* START Material for this exercise *

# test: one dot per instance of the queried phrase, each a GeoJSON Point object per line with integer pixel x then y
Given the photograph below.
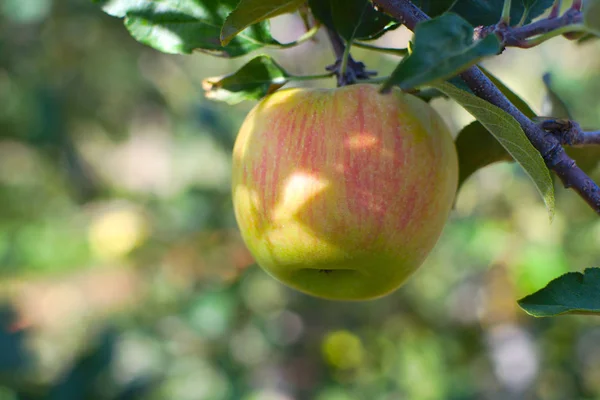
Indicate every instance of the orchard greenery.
{"type": "Point", "coordinates": [450, 39]}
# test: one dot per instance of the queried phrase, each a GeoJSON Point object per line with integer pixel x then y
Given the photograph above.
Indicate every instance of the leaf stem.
{"type": "Point", "coordinates": [505, 17]}
{"type": "Point", "coordinates": [345, 58]}
{"type": "Point", "coordinates": [309, 77]}
{"type": "Point", "coordinates": [528, 43]}
{"type": "Point", "coordinates": [305, 37]}
{"type": "Point", "coordinates": [386, 50]}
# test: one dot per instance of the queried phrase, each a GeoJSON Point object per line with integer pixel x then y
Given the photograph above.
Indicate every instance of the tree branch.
{"type": "Point", "coordinates": [570, 133]}
{"type": "Point", "coordinates": [540, 31]}
{"type": "Point", "coordinates": [349, 72]}
{"type": "Point", "coordinates": [547, 144]}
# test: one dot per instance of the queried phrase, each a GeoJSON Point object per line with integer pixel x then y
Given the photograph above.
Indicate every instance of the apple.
{"type": "Point", "coordinates": [342, 193]}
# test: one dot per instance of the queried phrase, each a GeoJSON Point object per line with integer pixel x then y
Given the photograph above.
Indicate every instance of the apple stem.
{"type": "Point", "coordinates": [347, 70]}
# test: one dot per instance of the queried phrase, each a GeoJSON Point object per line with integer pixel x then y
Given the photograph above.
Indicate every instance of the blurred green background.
{"type": "Point", "coordinates": [122, 275]}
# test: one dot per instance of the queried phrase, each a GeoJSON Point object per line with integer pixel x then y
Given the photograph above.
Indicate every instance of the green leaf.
{"type": "Point", "coordinates": [488, 12]}
{"type": "Point", "coordinates": [591, 16]}
{"type": "Point", "coordinates": [259, 77]}
{"type": "Point", "coordinates": [476, 149]}
{"type": "Point", "coordinates": [249, 12]}
{"type": "Point", "coordinates": [443, 47]}
{"type": "Point", "coordinates": [182, 26]}
{"type": "Point", "coordinates": [571, 293]}
{"type": "Point", "coordinates": [512, 96]}
{"type": "Point", "coordinates": [353, 19]}
{"type": "Point", "coordinates": [510, 135]}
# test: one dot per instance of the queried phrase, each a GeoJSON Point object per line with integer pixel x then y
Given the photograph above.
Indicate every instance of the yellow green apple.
{"type": "Point", "coordinates": [342, 193]}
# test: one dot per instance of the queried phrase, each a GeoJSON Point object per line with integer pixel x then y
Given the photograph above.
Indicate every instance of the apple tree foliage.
{"type": "Point", "coordinates": [442, 48]}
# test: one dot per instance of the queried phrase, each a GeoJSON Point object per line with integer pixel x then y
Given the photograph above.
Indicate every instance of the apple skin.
{"type": "Point", "coordinates": [342, 193]}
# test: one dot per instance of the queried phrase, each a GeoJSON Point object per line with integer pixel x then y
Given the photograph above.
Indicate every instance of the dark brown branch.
{"type": "Point", "coordinates": [518, 36]}
{"type": "Point", "coordinates": [570, 133]}
{"type": "Point", "coordinates": [547, 144]}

* END Material for this exercise *

- [What is needed]
Reproduce all of the material exactly, apart from the pictures.

- [Solution to this task]
# test: one dot per instance of the queried phrase, each a GeoJSON Point object per line with integer pixel x then y
Given the photograph below.
Indicate every instance of the orchard greenery.
{"type": "Point", "coordinates": [450, 39]}
# test: one dot per instance of the queried phrase, each a GeoJSON Point object per line with integer pixel x then y
Given the photograph above.
Indicate every instance of the leaf stem.
{"type": "Point", "coordinates": [505, 17]}
{"type": "Point", "coordinates": [345, 58]}
{"type": "Point", "coordinates": [309, 77]}
{"type": "Point", "coordinates": [528, 43]}
{"type": "Point", "coordinates": [305, 37]}
{"type": "Point", "coordinates": [386, 50]}
# test: one dot per instance of the queried phrase, each a GeoJSON Point object per line with integer pixel x then y
Given the photograph above.
Indicate every instance of the tree branch.
{"type": "Point", "coordinates": [570, 133]}
{"type": "Point", "coordinates": [540, 31]}
{"type": "Point", "coordinates": [349, 72]}
{"type": "Point", "coordinates": [547, 144]}
# test: one dot per instance of the queried phrase, each a GeoJSON Point object per line with integer pixel x then y
Given the photograph above.
Indicate every instance of the apple.
{"type": "Point", "coordinates": [342, 193]}
# test: one dot per instance of the queried phrase, each a GeoJSON Point object per line with integer pixel x then y
Given the photograph above.
Indicate every instance of the apple stem.
{"type": "Point", "coordinates": [347, 70]}
# test: one dot per instance of the queried phrase, each a GeoJSON Point object per line with integer pixel x then y
Given the photograph above.
Indicate every instance of the blurred green background.
{"type": "Point", "coordinates": [122, 275]}
# test: one dot per instance of the queried phrase, each a GeoJSON Point object per line with integer pixel x then y
Given the photograph above.
Indicate every instance of the green leaf.
{"type": "Point", "coordinates": [488, 12]}
{"type": "Point", "coordinates": [591, 16]}
{"type": "Point", "coordinates": [259, 77]}
{"type": "Point", "coordinates": [476, 149]}
{"type": "Point", "coordinates": [249, 12]}
{"type": "Point", "coordinates": [443, 47]}
{"type": "Point", "coordinates": [182, 26]}
{"type": "Point", "coordinates": [571, 293]}
{"type": "Point", "coordinates": [512, 96]}
{"type": "Point", "coordinates": [353, 19]}
{"type": "Point", "coordinates": [510, 135]}
# test: one dot per instance of the queried phrase, each a GeoJSON Point object per line with integer pixel x then y
Given the photograph above.
Indicate every instance of the yellow green apple.
{"type": "Point", "coordinates": [342, 193]}
# test: one dot per instance of the queried phrase, each a GeoJSON Point object per line with integer pixel x then y
Given the photograph above.
Indicate every instance of the apple tree foliage.
{"type": "Point", "coordinates": [442, 48]}
# test: one dot per instance of the queried phrase, each a GeoJSON Point object per line with integer pixel x then y
Given the photograph above.
Indicate every instance of the apple skin.
{"type": "Point", "coordinates": [342, 193]}
# test: one dot per instance of the queried phrase, each a GeoJSON Point object per line with integer pixel x then y
Given the photograph above.
Indicate every instance of the dark brown branch.
{"type": "Point", "coordinates": [518, 36]}
{"type": "Point", "coordinates": [570, 133]}
{"type": "Point", "coordinates": [547, 144]}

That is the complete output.